Extracted records.
┌──
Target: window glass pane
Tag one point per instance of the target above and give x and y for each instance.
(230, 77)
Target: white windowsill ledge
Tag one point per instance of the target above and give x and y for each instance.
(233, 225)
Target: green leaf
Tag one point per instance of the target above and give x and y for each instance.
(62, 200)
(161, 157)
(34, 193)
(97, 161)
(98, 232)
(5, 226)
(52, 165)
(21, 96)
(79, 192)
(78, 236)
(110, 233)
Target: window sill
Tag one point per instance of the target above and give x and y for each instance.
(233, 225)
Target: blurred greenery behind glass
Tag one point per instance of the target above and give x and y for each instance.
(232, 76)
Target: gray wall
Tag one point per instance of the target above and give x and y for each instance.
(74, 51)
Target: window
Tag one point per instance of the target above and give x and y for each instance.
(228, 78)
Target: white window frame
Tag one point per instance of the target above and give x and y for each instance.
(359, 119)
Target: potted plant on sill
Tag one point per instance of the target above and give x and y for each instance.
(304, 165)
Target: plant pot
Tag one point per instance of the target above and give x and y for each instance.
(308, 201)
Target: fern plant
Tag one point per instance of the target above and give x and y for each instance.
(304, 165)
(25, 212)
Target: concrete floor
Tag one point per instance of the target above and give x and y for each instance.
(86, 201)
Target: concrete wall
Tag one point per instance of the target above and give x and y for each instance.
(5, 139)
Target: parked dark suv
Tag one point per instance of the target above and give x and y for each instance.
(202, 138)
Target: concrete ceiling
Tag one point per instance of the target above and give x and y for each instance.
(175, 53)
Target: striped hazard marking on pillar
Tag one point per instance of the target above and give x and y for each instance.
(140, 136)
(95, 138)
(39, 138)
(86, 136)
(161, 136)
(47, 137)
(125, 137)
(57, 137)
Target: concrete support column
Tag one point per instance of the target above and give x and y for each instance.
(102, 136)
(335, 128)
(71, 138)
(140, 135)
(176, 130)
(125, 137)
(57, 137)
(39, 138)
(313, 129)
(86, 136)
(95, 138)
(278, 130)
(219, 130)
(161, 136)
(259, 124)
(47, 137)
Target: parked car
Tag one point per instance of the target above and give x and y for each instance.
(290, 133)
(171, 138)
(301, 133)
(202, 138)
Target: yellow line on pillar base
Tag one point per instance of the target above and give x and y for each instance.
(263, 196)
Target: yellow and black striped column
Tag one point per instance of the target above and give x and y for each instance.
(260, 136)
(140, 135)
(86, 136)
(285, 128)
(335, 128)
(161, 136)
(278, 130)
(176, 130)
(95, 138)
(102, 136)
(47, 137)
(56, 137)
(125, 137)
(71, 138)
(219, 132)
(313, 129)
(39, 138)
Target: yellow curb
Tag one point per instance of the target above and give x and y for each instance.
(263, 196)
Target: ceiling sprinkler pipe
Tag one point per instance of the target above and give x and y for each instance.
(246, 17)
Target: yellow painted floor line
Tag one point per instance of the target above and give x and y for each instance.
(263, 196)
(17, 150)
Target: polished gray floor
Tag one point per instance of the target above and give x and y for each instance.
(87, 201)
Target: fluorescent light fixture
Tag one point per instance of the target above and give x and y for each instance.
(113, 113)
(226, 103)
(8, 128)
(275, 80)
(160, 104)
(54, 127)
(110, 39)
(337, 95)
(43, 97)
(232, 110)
└──
Assignment. Set down the records again in full. Match them exactly.

Output for this exercise.
Target: window glass pane
Tag one point per instance of the target above and give x and y for each instance.
(230, 77)
Target: white windowsill ledge
Tag one point per instance of the target above and give x and y for each instance.
(233, 225)
Target: green leaf
Tag one point per instance of the target above and give x and y for each instance.
(62, 200)
(161, 157)
(34, 193)
(97, 161)
(98, 232)
(5, 226)
(52, 165)
(21, 96)
(79, 192)
(78, 236)
(110, 233)
Target: window sill
Tag one point per instance of the target above and give x and y for each instance.
(233, 225)
Target: blurred greenery behind glass
Tag one point per instance of the target above and give x and y for each instance.
(232, 76)
Target: gray wall
Tag one point per instance of the target above and give x and y for each instance.
(74, 51)
Target: window
Tag one point per instance of the target above and give x and y for each instance.
(228, 78)
Target: white window frame
Tag one point per instance of the target above and give x and y for each instance.
(359, 119)
Target: potted plant on sill
Tag one point per instance of the target above and give x and y for each instance.
(304, 165)
Target: plant pot
Tag one point per instance of the target above and give x and y for each instance.
(308, 201)
Target: fern plant
Tag one point per instance of the target above and give x and y for each instance.
(304, 165)
(25, 212)
Target: concrete floor
Tag one point per instance of the target above and give x and y for each instance.
(86, 201)
Target: concrete wall
Tag one point per instance of the target above and give x and y for each instance.
(5, 139)
Target: parked dark suv
Tag one point per instance of the target above and give x and y for each instance.
(202, 138)
Target: concrete ceiling
Tag one point per instance of the target above and give x and y for each instance.
(175, 53)
Target: striped hazard marking on pillar
Tag one point per instance of the target above and give x and y for each instance.
(140, 136)
(95, 138)
(39, 138)
(86, 136)
(161, 136)
(47, 137)
(125, 137)
(57, 137)
Target: concrete support column
Tag one point per instance of the target above and give x and y for each instance.
(102, 136)
(335, 128)
(71, 138)
(140, 135)
(176, 130)
(125, 137)
(57, 137)
(39, 138)
(313, 129)
(86, 136)
(95, 138)
(278, 130)
(219, 130)
(161, 136)
(259, 124)
(47, 137)
Target: parked car
Tag one point per instance of the target above and give x and y for each instance.
(290, 133)
(171, 138)
(301, 133)
(202, 138)
Target: yellow line on pillar base
Tag one point per instance of the target above and give x and y for each instance.
(263, 196)
Target: yellow and black striped column
Tag one point per instance of the target above and give x and y for each instance.
(260, 136)
(140, 135)
(86, 136)
(285, 128)
(335, 128)
(161, 136)
(278, 130)
(176, 130)
(95, 138)
(102, 136)
(47, 137)
(56, 137)
(125, 137)
(71, 138)
(219, 132)
(313, 129)
(39, 138)
Target: yellow curb
Tag one point per instance of the target above and give x and y for each instance.
(263, 196)
Target: ceiling sprinkler pipe
Tag one point per instance of the target above and give x and y for each instance.
(246, 17)
Target: yellow painted floor line
Tag one point per instance of the target above and give x and y for each instance.
(263, 196)
(17, 150)
Target: polished gray floor
Tag one point per instance of the target above and give x and y for each instance.
(87, 201)
Target: fluorescent light fixture
Tag one point per instance of the target above and give x and y for each instance.
(113, 113)
(226, 103)
(8, 128)
(275, 80)
(160, 104)
(54, 127)
(110, 39)
(337, 95)
(43, 97)
(232, 110)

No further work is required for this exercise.